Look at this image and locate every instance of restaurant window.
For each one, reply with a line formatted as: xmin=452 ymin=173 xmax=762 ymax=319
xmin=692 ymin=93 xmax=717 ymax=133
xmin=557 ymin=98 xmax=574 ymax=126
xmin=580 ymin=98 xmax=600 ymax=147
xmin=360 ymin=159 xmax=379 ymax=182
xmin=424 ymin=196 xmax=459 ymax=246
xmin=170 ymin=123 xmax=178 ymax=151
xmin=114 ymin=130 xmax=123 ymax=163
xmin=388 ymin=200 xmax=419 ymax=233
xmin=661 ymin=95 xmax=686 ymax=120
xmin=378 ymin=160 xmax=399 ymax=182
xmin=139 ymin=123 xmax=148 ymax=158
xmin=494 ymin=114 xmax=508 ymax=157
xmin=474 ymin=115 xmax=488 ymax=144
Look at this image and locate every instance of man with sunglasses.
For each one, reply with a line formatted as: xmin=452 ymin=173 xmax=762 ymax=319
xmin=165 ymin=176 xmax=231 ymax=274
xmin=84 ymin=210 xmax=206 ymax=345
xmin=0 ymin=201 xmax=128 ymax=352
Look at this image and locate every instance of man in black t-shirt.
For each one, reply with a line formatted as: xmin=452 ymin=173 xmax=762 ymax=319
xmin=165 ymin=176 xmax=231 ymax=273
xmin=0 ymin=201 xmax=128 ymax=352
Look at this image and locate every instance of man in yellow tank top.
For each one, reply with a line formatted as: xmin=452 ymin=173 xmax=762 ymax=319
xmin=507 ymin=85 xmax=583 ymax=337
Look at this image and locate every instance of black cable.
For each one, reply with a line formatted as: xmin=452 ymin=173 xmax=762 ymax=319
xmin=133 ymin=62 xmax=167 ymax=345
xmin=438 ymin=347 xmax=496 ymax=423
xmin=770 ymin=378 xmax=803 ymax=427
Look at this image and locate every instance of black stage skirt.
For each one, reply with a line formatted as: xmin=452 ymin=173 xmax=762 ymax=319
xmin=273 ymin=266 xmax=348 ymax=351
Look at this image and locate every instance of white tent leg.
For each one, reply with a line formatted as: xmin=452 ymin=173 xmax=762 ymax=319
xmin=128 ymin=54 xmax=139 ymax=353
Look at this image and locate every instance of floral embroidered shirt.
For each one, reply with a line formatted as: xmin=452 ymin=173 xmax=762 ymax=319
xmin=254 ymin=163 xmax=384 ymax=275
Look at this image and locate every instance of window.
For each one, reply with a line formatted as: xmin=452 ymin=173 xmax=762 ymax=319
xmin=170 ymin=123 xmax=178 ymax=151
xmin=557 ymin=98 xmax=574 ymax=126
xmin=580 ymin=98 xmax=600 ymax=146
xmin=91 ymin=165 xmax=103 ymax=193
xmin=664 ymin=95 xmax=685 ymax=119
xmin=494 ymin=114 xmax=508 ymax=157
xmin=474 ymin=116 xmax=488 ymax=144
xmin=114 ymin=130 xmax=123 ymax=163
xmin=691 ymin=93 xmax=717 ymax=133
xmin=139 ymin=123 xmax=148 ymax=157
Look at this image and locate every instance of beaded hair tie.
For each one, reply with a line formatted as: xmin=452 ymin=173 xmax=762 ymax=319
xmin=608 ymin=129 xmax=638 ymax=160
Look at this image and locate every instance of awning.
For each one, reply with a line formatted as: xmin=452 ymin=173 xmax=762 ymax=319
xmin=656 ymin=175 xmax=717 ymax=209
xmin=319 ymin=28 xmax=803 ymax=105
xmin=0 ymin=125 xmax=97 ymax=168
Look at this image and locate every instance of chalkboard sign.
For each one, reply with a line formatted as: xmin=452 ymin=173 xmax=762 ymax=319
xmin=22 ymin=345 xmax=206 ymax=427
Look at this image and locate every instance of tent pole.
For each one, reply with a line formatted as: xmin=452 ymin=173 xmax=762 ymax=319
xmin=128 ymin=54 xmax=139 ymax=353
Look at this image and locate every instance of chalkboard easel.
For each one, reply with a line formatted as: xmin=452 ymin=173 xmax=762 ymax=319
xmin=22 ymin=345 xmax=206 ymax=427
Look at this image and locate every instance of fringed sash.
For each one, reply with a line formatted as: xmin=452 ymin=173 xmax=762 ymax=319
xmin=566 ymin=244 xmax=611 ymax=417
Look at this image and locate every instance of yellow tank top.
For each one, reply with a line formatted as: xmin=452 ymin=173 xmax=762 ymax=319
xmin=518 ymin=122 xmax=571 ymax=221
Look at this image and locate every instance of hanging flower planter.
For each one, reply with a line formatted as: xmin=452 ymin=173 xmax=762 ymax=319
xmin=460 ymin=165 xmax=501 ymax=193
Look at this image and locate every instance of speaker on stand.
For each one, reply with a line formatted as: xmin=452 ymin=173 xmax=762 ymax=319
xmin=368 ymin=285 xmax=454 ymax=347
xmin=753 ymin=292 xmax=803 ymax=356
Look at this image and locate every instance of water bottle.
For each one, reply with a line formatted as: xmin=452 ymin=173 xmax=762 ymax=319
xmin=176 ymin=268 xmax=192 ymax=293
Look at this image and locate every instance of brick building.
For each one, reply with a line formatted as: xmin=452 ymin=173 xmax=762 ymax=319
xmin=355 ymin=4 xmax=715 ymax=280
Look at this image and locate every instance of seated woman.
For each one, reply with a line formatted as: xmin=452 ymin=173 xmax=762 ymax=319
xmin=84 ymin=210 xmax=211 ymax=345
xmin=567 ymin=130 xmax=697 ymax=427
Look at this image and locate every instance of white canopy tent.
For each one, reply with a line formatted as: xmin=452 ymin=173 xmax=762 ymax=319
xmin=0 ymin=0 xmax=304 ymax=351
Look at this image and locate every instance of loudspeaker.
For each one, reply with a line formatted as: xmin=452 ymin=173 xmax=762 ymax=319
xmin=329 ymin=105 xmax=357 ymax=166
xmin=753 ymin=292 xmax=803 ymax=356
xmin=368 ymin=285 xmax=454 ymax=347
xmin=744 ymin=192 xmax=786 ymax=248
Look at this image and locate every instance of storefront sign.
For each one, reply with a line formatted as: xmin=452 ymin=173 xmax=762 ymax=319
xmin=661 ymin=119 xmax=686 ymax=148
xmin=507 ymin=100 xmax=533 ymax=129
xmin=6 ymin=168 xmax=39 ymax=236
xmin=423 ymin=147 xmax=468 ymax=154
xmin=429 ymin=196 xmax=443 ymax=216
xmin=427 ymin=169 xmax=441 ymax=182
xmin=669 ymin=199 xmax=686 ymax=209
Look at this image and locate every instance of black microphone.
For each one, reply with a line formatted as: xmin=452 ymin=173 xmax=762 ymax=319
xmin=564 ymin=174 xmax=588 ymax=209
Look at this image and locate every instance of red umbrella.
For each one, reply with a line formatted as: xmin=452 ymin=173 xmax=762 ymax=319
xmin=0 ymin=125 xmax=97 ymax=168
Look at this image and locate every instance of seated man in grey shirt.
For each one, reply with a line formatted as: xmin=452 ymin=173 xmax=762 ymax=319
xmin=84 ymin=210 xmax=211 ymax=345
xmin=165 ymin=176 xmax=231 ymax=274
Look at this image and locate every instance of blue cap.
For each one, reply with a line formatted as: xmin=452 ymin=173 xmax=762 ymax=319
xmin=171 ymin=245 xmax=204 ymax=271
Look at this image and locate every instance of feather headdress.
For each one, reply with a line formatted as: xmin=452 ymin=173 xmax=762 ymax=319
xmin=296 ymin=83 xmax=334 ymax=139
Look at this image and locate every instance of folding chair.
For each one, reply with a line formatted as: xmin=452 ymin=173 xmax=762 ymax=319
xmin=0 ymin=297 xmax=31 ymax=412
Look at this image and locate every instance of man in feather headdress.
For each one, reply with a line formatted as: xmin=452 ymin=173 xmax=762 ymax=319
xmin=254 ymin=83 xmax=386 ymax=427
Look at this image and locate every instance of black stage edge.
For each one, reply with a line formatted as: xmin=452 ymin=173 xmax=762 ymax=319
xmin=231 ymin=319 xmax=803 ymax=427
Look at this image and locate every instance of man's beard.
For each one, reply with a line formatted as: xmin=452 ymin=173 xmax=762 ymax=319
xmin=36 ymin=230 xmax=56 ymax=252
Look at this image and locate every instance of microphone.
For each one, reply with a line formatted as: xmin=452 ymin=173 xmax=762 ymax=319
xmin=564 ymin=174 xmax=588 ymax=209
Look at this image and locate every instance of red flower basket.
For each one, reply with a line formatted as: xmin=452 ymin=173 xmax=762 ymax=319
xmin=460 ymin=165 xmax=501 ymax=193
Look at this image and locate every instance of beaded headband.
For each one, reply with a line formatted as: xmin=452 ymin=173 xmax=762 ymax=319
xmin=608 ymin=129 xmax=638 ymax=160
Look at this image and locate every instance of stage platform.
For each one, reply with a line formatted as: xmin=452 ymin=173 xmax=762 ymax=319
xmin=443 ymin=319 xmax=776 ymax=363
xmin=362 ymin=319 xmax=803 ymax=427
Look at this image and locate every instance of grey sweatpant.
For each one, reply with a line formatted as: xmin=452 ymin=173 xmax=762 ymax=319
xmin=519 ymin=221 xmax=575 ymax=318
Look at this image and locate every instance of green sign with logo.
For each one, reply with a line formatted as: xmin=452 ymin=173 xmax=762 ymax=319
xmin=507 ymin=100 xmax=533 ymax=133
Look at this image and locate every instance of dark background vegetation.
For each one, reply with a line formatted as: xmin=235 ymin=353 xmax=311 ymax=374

******************************

Copy the records above word for word, from the line containing "of chalkboard easel." through the line containing "xmin=566 ymin=244 xmax=611 ymax=417", including both of those lines.

RESULT:
Look at this image and locate every instance of chalkboard easel.
For each one, reply with a line formatted as: xmin=452 ymin=173 xmax=762 ymax=319
xmin=22 ymin=345 xmax=206 ymax=427
Look at this image and locate every instance of fringed sash.
For each one, reply with a line formatted as: xmin=452 ymin=173 xmax=762 ymax=319
xmin=566 ymin=244 xmax=611 ymax=417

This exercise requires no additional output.